▶ **Extracted records**:
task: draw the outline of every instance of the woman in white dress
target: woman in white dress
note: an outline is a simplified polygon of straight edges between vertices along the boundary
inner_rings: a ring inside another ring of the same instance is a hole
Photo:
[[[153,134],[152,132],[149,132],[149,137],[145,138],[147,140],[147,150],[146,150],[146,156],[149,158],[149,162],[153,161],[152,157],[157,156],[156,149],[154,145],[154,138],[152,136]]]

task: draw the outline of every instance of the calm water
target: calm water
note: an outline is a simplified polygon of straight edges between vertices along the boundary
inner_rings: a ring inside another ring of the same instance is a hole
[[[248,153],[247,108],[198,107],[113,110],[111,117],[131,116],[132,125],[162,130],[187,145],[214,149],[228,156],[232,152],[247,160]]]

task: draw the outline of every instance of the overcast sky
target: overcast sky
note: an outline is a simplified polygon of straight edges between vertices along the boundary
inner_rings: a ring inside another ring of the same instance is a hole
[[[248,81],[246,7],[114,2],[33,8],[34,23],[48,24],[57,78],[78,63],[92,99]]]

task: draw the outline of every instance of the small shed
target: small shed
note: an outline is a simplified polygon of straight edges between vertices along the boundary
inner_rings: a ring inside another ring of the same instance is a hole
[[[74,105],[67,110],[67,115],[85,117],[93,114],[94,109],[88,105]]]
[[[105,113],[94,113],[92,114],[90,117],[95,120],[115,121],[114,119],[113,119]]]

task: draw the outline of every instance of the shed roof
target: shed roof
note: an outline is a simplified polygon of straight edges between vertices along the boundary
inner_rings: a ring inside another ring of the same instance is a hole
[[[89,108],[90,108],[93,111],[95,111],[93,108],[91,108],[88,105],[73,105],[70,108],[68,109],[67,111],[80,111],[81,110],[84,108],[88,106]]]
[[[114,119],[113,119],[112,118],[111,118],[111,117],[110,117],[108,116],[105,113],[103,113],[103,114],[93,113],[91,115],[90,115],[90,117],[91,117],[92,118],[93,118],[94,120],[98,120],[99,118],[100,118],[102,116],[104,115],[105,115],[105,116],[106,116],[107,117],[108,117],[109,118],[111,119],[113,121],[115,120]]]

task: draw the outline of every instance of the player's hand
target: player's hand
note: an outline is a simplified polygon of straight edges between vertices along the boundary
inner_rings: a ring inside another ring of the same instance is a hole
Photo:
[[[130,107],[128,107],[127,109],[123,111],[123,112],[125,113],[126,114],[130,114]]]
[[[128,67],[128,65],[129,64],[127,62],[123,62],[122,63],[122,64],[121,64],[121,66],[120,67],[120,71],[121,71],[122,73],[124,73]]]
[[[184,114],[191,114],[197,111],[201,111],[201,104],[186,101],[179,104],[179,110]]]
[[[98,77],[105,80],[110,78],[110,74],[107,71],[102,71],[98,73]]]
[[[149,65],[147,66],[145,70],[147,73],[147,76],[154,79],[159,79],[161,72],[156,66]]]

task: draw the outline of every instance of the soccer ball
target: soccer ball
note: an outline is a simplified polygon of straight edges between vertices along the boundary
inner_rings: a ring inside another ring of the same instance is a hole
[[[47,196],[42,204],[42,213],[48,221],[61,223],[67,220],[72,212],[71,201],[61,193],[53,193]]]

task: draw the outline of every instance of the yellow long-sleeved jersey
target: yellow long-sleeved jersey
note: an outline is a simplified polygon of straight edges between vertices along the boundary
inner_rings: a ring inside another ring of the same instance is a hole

▶ **Work instructions**: Can you reproduce all the records above, substituting "object" for each "instance" and leaving everything else unchanged?

▶ **Output of the task**:
task: draw the outline of every object of the woman in white dress
target: woman in white dress
note: an outline is a simplified polygon of straight edges between vertices along the boundary
inner_rings: a ring inside another ring of the same object is a hole
Photo:
[[[153,134],[152,132],[149,132],[149,137],[145,138],[147,140],[147,150],[146,150],[146,156],[149,158],[149,162],[153,161],[152,157],[157,156],[156,149],[154,145],[154,138],[152,136]]]

task: draw the outline of every object of the calm water
target: calm water
note: an outline is a simplified polygon of straight edges between vertices along the boundary
inner_rings: a ring inside another ring of the same object is a hole
[[[248,153],[247,108],[198,107],[113,110],[111,117],[131,116],[132,125],[162,130],[187,145],[214,149],[228,156],[232,152],[247,160]]]

task: draw the outline of every object of the overcast sky
target: overcast sky
note: an outline is a simplified polygon of straight edges between vertices along the boundary
inner_rings: a ring inside another ring of the same object is a hole
[[[248,81],[246,7],[114,2],[33,8],[34,23],[48,24],[57,78],[78,63],[92,99]]]

task: draw the outline of every object of the small shed
target: small shed
note: an outline is a simplified polygon of straight edges between vertices along the boundary
inner_rings: a ring inside another ring of the same object is a hole
[[[74,105],[67,110],[67,115],[85,117],[93,114],[94,109],[88,105]]]
[[[105,113],[94,113],[92,114],[90,117],[95,120],[115,121],[114,119],[113,119]]]

task: draw the outline of every object of the shed roof
target: shed roof
note: an outline is a simplified polygon of straight edges between vertices along the boundary
inner_rings: a ring inside another ring of the same object is a hole
[[[89,108],[90,108],[93,111],[95,111],[93,108],[91,108],[88,105],[73,105],[70,108],[68,109],[67,111],[80,111],[81,110],[84,108],[88,106]]]
[[[114,119],[113,119],[112,118],[111,118],[111,117],[110,117],[108,116],[105,113],[103,113],[103,114],[93,113],[91,115],[90,115],[90,117],[91,117],[92,118],[93,118],[94,120],[98,120],[99,118],[100,118],[102,116],[104,115],[105,115],[105,116],[106,116],[107,117],[108,117],[109,118],[111,119],[113,121],[115,120]]]

task: draw the outline of every object of the player's hand
target: player's hand
note: an outline is a simplified polygon of straight edges between vertices along the boundary
inner_rings: a ring inside another ring of the same object is a hole
Photo:
[[[130,107],[128,107],[127,109],[123,111],[123,112],[125,113],[126,114],[130,114]]]
[[[128,67],[128,65],[129,64],[127,62],[123,62],[122,63],[122,64],[121,64],[121,66],[120,67],[120,71],[121,71],[122,73],[124,73]]]
[[[184,114],[191,114],[197,111],[201,111],[201,104],[186,101],[179,104],[179,110]]]
[[[98,77],[105,80],[110,78],[110,74],[107,71],[102,71],[98,73]]]
[[[149,65],[147,66],[145,70],[147,73],[147,76],[154,79],[159,79],[161,72],[156,66]]]

task: draw the outline of every object of the soccer ball
target: soccer ball
note: an outline is a simplified polygon of straight edges between vertices along the boundary
inner_rings: a ring inside another ring of the same object is a hole
[[[47,196],[42,204],[42,213],[48,221],[61,223],[67,220],[72,212],[71,201],[61,193],[53,193]]]

task: draw the outline of every object of the yellow long-sleeved jersey
target: yellow long-sleeved jersey
note: an outline is a simplified polygon of straight edges between vertices along the boundary
inner_rings: a ring inside another ring of the same object is a hole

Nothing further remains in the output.